Dataset records |
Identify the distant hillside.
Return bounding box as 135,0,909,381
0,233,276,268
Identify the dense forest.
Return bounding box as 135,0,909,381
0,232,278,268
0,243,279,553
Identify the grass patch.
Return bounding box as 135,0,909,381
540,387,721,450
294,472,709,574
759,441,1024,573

What the task asks |
Write out every line of the entries above in full, shifting each bounding box coordinate in the answers up by 101. Keep the sample box given in each entry's wording as it is.

Answer |
Identify the distant hillside.
Return bounding box as 135,0,909,381
101,334,377,369
Identify the dense forest.
Return bounding box as 135,0,909,381
101,333,379,369
101,344,380,654
Identify the grass patch.
Return bounding box as 135,0,909,381
641,488,822,551
395,573,810,675
860,542,1125,674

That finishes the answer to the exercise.